Exercise brief: Print, exactly and completely, every entry in the data.

Provided entries:
--------
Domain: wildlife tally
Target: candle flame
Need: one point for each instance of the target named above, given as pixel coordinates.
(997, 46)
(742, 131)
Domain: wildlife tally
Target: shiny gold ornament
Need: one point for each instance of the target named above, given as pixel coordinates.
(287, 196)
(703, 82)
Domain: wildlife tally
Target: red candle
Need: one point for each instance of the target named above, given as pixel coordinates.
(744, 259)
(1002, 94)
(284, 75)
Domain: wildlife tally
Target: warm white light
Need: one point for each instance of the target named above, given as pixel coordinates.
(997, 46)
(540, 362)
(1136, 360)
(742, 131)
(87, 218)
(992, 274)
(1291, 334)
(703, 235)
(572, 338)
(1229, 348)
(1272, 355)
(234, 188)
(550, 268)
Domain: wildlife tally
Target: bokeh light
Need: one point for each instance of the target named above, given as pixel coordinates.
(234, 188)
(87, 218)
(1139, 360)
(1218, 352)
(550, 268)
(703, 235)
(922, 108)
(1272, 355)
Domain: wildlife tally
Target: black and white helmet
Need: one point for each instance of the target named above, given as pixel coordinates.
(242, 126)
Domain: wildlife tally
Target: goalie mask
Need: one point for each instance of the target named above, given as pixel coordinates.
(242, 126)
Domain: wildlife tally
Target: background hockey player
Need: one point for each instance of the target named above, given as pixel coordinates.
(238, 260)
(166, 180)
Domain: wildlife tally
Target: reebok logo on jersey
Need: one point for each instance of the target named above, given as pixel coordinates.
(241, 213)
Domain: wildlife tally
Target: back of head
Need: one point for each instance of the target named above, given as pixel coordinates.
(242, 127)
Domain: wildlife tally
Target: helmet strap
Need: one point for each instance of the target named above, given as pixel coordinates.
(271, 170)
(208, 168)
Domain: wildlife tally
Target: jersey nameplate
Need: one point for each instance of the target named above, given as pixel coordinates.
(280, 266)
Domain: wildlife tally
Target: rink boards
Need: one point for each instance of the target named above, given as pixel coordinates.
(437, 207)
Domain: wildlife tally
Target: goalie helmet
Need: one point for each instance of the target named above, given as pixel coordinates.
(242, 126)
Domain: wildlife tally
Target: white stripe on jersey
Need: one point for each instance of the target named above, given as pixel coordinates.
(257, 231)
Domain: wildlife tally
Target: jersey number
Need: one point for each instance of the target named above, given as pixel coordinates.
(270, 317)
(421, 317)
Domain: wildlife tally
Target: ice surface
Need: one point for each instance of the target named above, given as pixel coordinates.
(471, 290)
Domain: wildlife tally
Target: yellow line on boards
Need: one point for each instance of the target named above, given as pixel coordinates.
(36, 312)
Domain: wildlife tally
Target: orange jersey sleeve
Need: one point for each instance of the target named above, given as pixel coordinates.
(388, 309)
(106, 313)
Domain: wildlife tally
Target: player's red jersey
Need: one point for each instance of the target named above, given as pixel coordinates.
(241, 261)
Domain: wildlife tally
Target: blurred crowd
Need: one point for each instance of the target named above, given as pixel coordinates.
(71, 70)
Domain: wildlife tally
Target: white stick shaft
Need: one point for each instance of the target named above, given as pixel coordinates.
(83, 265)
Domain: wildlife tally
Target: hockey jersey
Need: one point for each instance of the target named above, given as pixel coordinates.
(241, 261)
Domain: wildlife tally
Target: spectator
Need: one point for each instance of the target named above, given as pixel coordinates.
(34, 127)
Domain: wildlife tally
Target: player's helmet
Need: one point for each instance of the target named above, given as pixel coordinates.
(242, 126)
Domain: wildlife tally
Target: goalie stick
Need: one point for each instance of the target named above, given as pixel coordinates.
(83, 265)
--------
Result:
Domain: wildlife tally
Target: candle flame
Need: one point for each instance of the target named above, given as pixel coordinates.
(997, 46)
(742, 131)
Domain: wildlife tally
Target: shiny gold ornament
Need: one point for each instance of the target named above, given as pixel coordinates.
(287, 196)
(703, 82)
Domain: wildlife tally
Target: red candle
Need: one point for each instance of the target named above, given as pixel coordinates.
(744, 259)
(1002, 94)
(284, 75)
Domain: wildlife tally
Target: warm white light
Need: one point for each instance of the target named above, given as pixel coordinates.
(997, 46)
(540, 362)
(1136, 360)
(742, 131)
(87, 218)
(992, 274)
(1291, 334)
(703, 235)
(572, 338)
(1229, 348)
(1272, 355)
(234, 188)
(550, 268)
Domain: wildlife tally
Target: bokeh light
Need: one point for each instance of the target named above, given as pixel coordinates.
(234, 188)
(87, 218)
(1139, 360)
(1218, 352)
(550, 268)
(703, 235)
(922, 108)
(1272, 355)
Domain: wildlife tally
Target: black and white helmet
Need: one point for each instance of the target named above, given as pixel coordinates.
(242, 126)
Domain: wildlife tally
Target: goalie mask
Need: one point for each instance of the target named above, given as pixel coordinates.
(242, 126)
Domain: wildlife tally
Target: background hockey player
Need: one point for each instance of the target named above, given as pixel coordinates.
(238, 260)
(166, 180)
Domain: wildlife tally
Target: reebok logo on jersey
Need: one point for each instance of the target named above, given as pixel coordinates.
(241, 213)
Domain: wildlife tally
Target: back of head
Need: one point for each instance of the target named above, given as pixel coordinates.
(242, 127)
Domain: wildlife tally
Target: helmet strap
Need: one point for each instance of the target named above, given as pixel coordinates.
(271, 170)
(208, 168)
Domain: wildlife tally
Target: jersey nameplate
Need: one point for each instance of the target named above, given as pixel coordinates.
(280, 266)
Domain: wildlife tally
Target: rink boards
Need: one point for each instance of the target named above, given as pixel coordinates.
(437, 207)
Domain: wildlife tally
Target: goalie helmet
Need: one point for each instance of the target named above, given as pixel coordinates.
(242, 126)
Domain: wildlife tally
Target: white stripe on jersey
Need: one point for each instance of the target named above, given as pixel coordinates.
(257, 231)
Domain: wildlife tally
Target: jersey number
Need: one point for each instance of the target named above, given as pixel coordinates.
(270, 317)
(421, 317)
Domain: wildlife tally
Target: ice surface
Need: one point for each instance of the target named above, given as pixel coordinates.
(471, 290)
Domain: wildlife tally
Target: yellow line on boards
Need: one point for each instance of the target named above, given as pixel coordinates.
(36, 312)
Domain: wildlife tally
Target: orange jersey sleeve
Need: one point for each instance of the target named above, given as pixel coordinates.
(388, 309)
(106, 313)
Domain: wildlife tally
Target: player's red jersey
Need: one point for each instance of the target named above, given as pixel coordinates.
(241, 261)
Domain: wildlife tally
Target: blurred crowd
Need: one point for each instance of the target named above, given as pixel coordinates.
(71, 70)
Domain: wildlife tally
Target: white stick shaft
Need: one point for each instance of the target named above, given as pixel coordinates.
(83, 265)
Domain: wildlife tally
Target: hockey jersey
Need: one point for each instance of the target named above, given as pixel coordinates.
(241, 261)
Domain: wildlife tally
Target: spectator
Need: one point for each instance of the target named above, given as pixel coordinates.
(34, 127)
Domain: wildlife tally
Target: player's helmet
Need: one point for each instance of the target named above, given as pixel coordinates.
(242, 126)
Domain: wildlife tally
Target: goalie stick
Need: one point for each instance of the target named above, given as pixel coordinates.
(83, 265)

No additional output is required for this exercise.